### [Work task]
Could you extract every entry below and reproduce it exactly?

### [The input]
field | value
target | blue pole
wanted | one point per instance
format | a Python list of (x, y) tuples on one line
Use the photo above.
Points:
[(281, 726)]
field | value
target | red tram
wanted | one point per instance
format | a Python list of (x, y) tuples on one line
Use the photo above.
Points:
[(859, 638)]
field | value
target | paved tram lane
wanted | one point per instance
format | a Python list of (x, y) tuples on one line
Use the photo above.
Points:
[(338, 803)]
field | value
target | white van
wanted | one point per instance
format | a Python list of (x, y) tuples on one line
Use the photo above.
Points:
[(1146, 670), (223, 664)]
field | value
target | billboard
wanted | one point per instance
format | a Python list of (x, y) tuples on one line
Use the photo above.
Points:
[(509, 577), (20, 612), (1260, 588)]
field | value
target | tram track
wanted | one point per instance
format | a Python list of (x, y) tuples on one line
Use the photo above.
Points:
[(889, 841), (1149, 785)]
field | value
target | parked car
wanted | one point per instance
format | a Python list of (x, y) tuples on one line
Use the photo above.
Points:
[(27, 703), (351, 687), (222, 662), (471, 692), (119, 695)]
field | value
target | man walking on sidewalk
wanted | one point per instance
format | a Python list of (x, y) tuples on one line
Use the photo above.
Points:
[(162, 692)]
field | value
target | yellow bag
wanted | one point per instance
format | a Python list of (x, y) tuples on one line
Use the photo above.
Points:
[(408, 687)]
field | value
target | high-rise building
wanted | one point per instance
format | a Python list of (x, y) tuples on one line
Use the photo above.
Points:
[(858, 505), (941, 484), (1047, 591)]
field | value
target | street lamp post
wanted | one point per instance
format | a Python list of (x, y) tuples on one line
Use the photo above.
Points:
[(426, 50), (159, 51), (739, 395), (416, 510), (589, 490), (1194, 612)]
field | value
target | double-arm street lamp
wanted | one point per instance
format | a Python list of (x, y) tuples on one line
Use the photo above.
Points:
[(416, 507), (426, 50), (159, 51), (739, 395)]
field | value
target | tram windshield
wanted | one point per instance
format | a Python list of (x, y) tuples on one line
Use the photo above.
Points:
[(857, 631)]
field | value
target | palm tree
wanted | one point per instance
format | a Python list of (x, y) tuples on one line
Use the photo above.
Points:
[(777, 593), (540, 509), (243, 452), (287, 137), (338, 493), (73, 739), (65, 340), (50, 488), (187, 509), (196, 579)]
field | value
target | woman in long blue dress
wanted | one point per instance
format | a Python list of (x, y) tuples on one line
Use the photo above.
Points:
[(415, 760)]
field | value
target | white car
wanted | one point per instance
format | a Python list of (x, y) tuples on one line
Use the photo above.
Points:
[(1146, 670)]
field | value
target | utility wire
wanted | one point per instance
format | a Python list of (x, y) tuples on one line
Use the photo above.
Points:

### [Finished exercise]
field | value
target | blue pole
wanted | one point per instance
format | a Python list of (x, y) tuples on one line
Use the photo above.
Points:
[(281, 726)]
field | value
target | red tram
wanted | one point per instance
format | a Python list of (x, y) tuples on one line
Use the photo above.
Points:
[(859, 638)]
field | value
target | paved tram lane
wanted | one point per instance
format | a Python list of (x, y) tuples on one line
Use the photo above.
Points:
[(338, 803)]
field | value
target | white van
wanted | one point per instance
format | a Python list of (x, y) tuples on one line
Use the photo above.
Points:
[(1146, 670), (223, 664)]
field | value
target | billboard
wanted | one point per instance
format | a Python list of (x, y) tuples on one line
Use the photo above.
Points:
[(509, 577), (20, 612), (1260, 588)]
field | value
target | tram track
wanted | one point per instance
format | a Python list of (x, y) tuples on one line
Use the photo above.
Points:
[(889, 841), (1149, 785)]
field | value
target | parked car
wanted | one point per instance
format | a Python list of (x, y) tuples on one line
Use the photo above.
Points:
[(27, 703), (351, 687), (222, 662), (471, 692), (119, 695)]
field | value
target | man walking on sidewalk
wanted | one point per instance
format | a Python list of (x, y) tuples on one line
Use the photo above.
Points:
[(162, 692)]
field | value
target | yellow bag
wanted | one point per instance
format | a Python list of (x, y) tuples on one line
Use the photo above.
Points:
[(408, 687)]
field | value
target | high-rise building
wanted | one point per instance
format | a Python list of (x, y) tuples on one line
Use the photo above.
Points:
[(858, 505), (941, 484), (1047, 591)]
field | value
target | street lamp post
wanted | one point per instance
format | a Python list of (x, y) tuples on one line
Use the photo above.
Points:
[(426, 50), (159, 51), (739, 395), (416, 510), (589, 490), (1194, 612)]
field | value
target | double-arm street lamp
wanted | one point per instance
format | a Python list of (x, y) tuples on one line
Use the photo above.
Points:
[(416, 507), (426, 50), (159, 51), (739, 395)]
field | value
target | tram windshield
wanted | one point per instance
format | a Python list of (x, y) tuples on one line
Use the photo above.
Points:
[(857, 631)]
field | value
target | palm tree
wanted | one point per instance
format | a Python list of (x, y) tuples on one line
Use the photo above.
Points:
[(777, 593), (540, 509), (243, 452), (287, 137), (338, 493), (73, 739), (65, 340), (50, 488), (187, 509), (196, 579)]
field | value
target | woman in long blue dress
wanted | one point per instance
format | a Python list of (x, y) tuples on one line
Use the photo above.
Points:
[(415, 760)]
field | value
target | white car
wanted | one point per instance
format | a Python list of (x, y) tuples on one line
Use the photo above.
Points:
[(1146, 670)]
field | value
target | utility wire
wanted | one point per instance
format | a Python list of (x, y) tuples on one line
Use the photo above.
Points:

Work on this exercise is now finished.